■ Фрагмент страницы ■

Его перебивали все громче, но он продолжал: «Но вы находитесь под воздействием самых темных предрассудков самых темных веков, которые только существовали в нашей стране. Именно это чувство не обсуждалось в дебатах, более того, вы хранили его в тайне от самих же себя – вопреки всей вашей просвещенности – и оно без вашего ведома влияет на вас, как и на других за границами…»
Он помолчал, чтобы перевести дух перед заключительным пассажем: «Я не могу заседать в этой палате, если со всей ясностью не изложу своего мнения по этому вопросу. Каковы бы ни были последствия для того места, которое я занимаю… я не могу отдать свой голос тому, что не соответствует, как я полагаю, истинным принципам религии. Да, именно как христианин я не возьму на себя ужасную ответственность за недопущение к законодательным органам приверженцев той веры, у груди которой родился мой Господь и Спаситель».
Он сел на место. На задних рядах его партии царило мертвое молчание, и, когда палата проголосовала, из всей фракции только он и Джордж Бентинк отдали голоса за резолюцию. Однако во всей палате нашлось достаточно сочувствующих, чтобы провести ее большинством в шестьдесят семь голосов.
Речь Дизраэли, которая, по словам его отца, была «самой важной из когда-либо произнесенных в палате общин», могла бы погубить его карьеру, но эта тема явно взволновала его и вполне вписалась в его любимую фразу: «Раса – это все». С точки зрения храбрости его поступок граничит с безрассудством.
Родня возликовала после успеха резолюции в палате общин, но спустя некоторое время ее зарубили в палате лордов.

■ Строки из набора ■

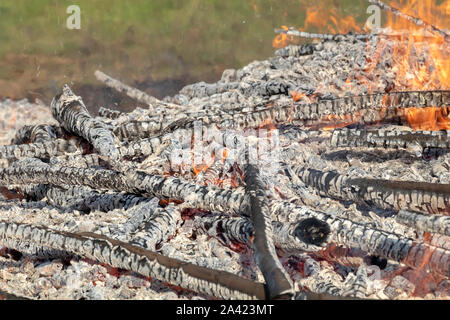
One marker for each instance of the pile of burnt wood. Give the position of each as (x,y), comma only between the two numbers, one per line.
(251,161)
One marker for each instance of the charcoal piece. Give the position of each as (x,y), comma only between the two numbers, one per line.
(109,113)
(415,20)
(434,223)
(390,139)
(72,114)
(424,197)
(38,133)
(312,231)
(118,254)
(43,150)
(277,280)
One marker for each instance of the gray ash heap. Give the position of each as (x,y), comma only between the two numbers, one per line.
(300,176)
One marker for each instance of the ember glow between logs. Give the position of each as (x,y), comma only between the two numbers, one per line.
(173,193)
(421,58)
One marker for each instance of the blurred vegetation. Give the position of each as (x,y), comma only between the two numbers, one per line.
(143,42)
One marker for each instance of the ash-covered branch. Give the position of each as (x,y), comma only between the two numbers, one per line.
(410,18)
(73,116)
(309,234)
(118,254)
(45,149)
(434,223)
(371,240)
(38,133)
(137,182)
(131,92)
(277,280)
(390,138)
(388,194)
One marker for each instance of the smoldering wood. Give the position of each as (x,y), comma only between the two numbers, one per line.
(433,198)
(140,214)
(291,31)
(230,230)
(390,139)
(79,160)
(130,91)
(299,50)
(300,113)
(434,223)
(109,113)
(118,254)
(72,114)
(137,182)
(45,149)
(38,133)
(410,18)
(377,242)
(157,229)
(277,280)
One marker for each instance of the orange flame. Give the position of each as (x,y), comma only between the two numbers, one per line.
(281,40)
(421,59)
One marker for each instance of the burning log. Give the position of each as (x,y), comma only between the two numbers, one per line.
(203,89)
(397,195)
(72,114)
(305,235)
(389,139)
(85,199)
(157,229)
(435,223)
(377,242)
(39,133)
(79,160)
(412,19)
(131,92)
(109,113)
(297,51)
(118,254)
(277,280)
(39,149)
(311,113)
(197,196)
(328,37)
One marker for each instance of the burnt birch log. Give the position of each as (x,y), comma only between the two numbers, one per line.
(322,36)
(118,254)
(278,283)
(434,224)
(157,229)
(38,133)
(132,92)
(410,18)
(137,182)
(305,235)
(424,197)
(45,149)
(344,109)
(109,113)
(390,139)
(73,116)
(377,242)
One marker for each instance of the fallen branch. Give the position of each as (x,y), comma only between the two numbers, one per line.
(277,280)
(73,116)
(132,92)
(389,139)
(410,18)
(388,194)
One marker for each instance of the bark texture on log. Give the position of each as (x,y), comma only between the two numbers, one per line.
(390,139)
(277,280)
(73,116)
(424,197)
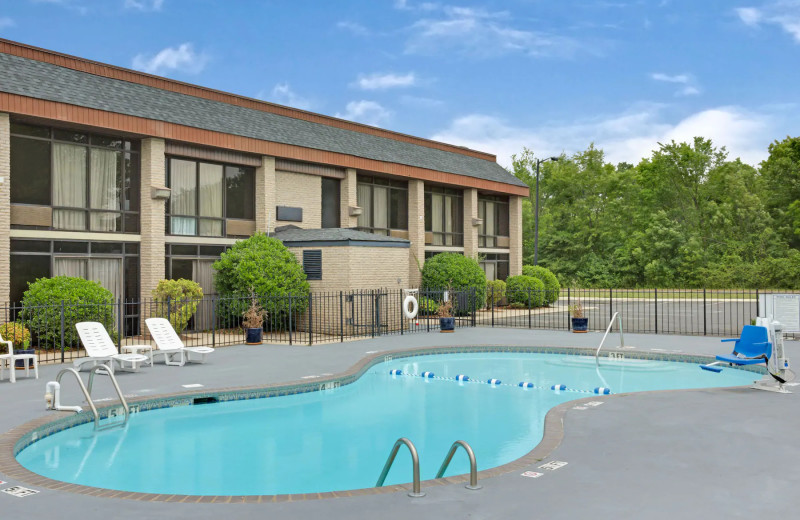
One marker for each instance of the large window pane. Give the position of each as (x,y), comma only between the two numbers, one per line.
(183,182)
(105,170)
(30,171)
(69,185)
(210,190)
(240,192)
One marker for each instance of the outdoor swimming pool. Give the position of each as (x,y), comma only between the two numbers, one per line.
(339,439)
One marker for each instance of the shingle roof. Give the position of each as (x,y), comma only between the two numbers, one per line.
(296,236)
(31,78)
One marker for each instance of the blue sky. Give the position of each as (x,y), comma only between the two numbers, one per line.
(493,75)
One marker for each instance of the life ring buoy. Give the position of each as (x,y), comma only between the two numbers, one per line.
(410,314)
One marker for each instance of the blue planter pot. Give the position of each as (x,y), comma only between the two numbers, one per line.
(447,324)
(580,324)
(253,336)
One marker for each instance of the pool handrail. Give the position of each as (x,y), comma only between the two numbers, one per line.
(415,485)
(473,465)
(618,317)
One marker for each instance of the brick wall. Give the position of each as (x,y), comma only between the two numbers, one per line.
(5,207)
(152,259)
(300,191)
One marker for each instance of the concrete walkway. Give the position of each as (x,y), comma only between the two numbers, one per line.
(727,453)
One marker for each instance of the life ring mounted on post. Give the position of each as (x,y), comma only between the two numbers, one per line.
(411,300)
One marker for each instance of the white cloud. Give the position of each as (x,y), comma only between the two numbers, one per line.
(367,112)
(353,27)
(784,13)
(385,81)
(182,58)
(629,136)
(480,33)
(284,95)
(689,87)
(144,5)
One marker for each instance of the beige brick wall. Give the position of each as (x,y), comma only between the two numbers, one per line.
(470,231)
(5,207)
(265,195)
(416,230)
(349,198)
(515,234)
(346,268)
(152,259)
(299,190)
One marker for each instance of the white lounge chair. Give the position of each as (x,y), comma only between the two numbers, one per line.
(8,360)
(170,345)
(101,349)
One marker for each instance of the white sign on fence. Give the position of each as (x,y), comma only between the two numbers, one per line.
(784,308)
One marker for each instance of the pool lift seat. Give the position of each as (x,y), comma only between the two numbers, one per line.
(754,347)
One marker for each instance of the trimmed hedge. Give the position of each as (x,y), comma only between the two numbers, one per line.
(495,290)
(551,285)
(525,290)
(457,272)
(263,265)
(83,301)
(177,301)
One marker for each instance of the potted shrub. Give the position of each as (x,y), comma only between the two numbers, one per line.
(447,323)
(254,321)
(20,336)
(579,322)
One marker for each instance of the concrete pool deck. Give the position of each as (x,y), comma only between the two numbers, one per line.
(711,453)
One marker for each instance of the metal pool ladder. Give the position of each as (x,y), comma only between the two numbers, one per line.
(87,393)
(473,466)
(618,317)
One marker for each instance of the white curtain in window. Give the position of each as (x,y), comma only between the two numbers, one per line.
(104,179)
(75,267)
(381,217)
(364,197)
(69,186)
(182,200)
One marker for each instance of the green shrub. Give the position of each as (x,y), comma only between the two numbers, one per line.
(551,286)
(83,301)
(177,301)
(495,290)
(457,272)
(525,290)
(427,306)
(264,266)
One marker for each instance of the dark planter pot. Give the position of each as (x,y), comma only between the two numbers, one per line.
(447,324)
(20,363)
(253,336)
(580,324)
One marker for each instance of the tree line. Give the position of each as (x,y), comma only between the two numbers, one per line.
(688,216)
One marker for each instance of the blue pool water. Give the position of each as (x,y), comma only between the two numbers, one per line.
(339,439)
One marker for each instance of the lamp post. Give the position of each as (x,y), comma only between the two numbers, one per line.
(536,215)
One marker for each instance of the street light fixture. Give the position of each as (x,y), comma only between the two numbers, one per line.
(536,216)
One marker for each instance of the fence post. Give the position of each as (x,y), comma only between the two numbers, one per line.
(62,332)
(492,305)
(569,304)
(656,309)
(341,316)
(529,307)
(310,319)
(290,318)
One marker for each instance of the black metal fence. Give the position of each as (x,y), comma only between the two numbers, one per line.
(336,316)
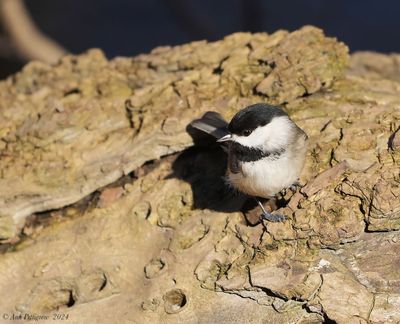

■ Список заданий ■
• 1. Перескажите короче в виде списка абзац фрагмента о речи Дизраэли, который начинается словами «Он сел на место», и сохраните его главные факты.
• 2. Допишите следующую часть фрагмента о речи Дизраэли, начав сразу после его последнего предложения.
Строки не имеют отношения к фрагменту о речи Дизраэли.

■ Результаты упражнения ■
• 1.
- Оратор сел на место, и на задних рядах его партии воцарилось мертвое молчание.
- При голосовании за резолюцию из всей фракции высказались только он и Джордж Бентинк.
- В палате нашлось достаточно сочувствующих, и резолюцию приняли большинством в шестьдесят семь голосов.

• 2.
Ротшильд снова был избран от Сити, снова вернулся, снова отказался приносить христианскую присягу и снова был отправлен восвояси. Параллельно с этими хлопотами Рассел неоднократно пытался провести акт об эмансипации через парламент. Снова и снова он проходил в палате общин и каждый раз терпел неудачу у лордов.
Тогда Давид Саломонс открыл второй фронт, применив другую тактику. В июне 1851 года его выбрали членом парламента от Гринвича от партии вигов. Как и Ротшильд, он отказался принести присягу, но, в отличие от него, занял свое место на скамье. Это было неслыханное дело, и после минутного оцепенения раздался шум: виги громко поддержали его, а тори возмущались, и со всех стороны вскакивали депутаты, требуя себе слова по процедурному вопросу. Вот как описывал последующие события очевидец: «В середине палаты общин стоял необычайно мягкий, джентльменского вида человек, похожий на спокойного и воспитанного сельского сквайра, как и большинство окружавших его членов парламента. Вокруг этого мирной и улыбчивой фигуры с воем и бешенством бушевала война парламентских стихий. Под крики «долой» с одной стороны и громкую поддержку с другой этот уважаемый человек каким-то образом заставил палату выслушать себя. Благосклонность большинства палаты, располагающий вид претендента или любопытство одержали верх. Все стихло, и тогда в полном молчании мистер олдермен Саломонс произнес свою первую речь».
Сам его поступок оказался более запоминающимся, нежели речь, ибо она, хоть и недолгая, оказалась до невозможности нудной.
«Господа… полагаю, что палата сделает поправку на новизну моего положения и ту ответственность, которую я ощущаю по причине незаурядного образа действий, который, как может вам показаться, я избрал. Однако, будучи призван в палату значительным большинством… я счел, что поступлю несообразно со своим положением англичанина и джентльмена, если не изберу курс, на мой взгляд, правильный и справедливый и не отстою свое право быть здесь… и не заявлю перед всей палатой и страной о своих, как думается мне, правах и привилегиях. Льщу себя надеждой, что палата не откажет мне в том, в чем, как я полагаю, ни один английский суд не отказывает даже самым скромным подданным государства – выслушать меня, прежде чем принять окончательное решение».
Слушая его, члены палаты вряд ли боялись лишиться красноречивого оратора, но, даже если речь Саломонса и не произвела на них особого впечатления, он все же поразил их своей смелостью, и его громко приветствовали с обеих сторон. Однако это еще не значило, что палата одобрила его действия, и парламентский пристав вывел его вон.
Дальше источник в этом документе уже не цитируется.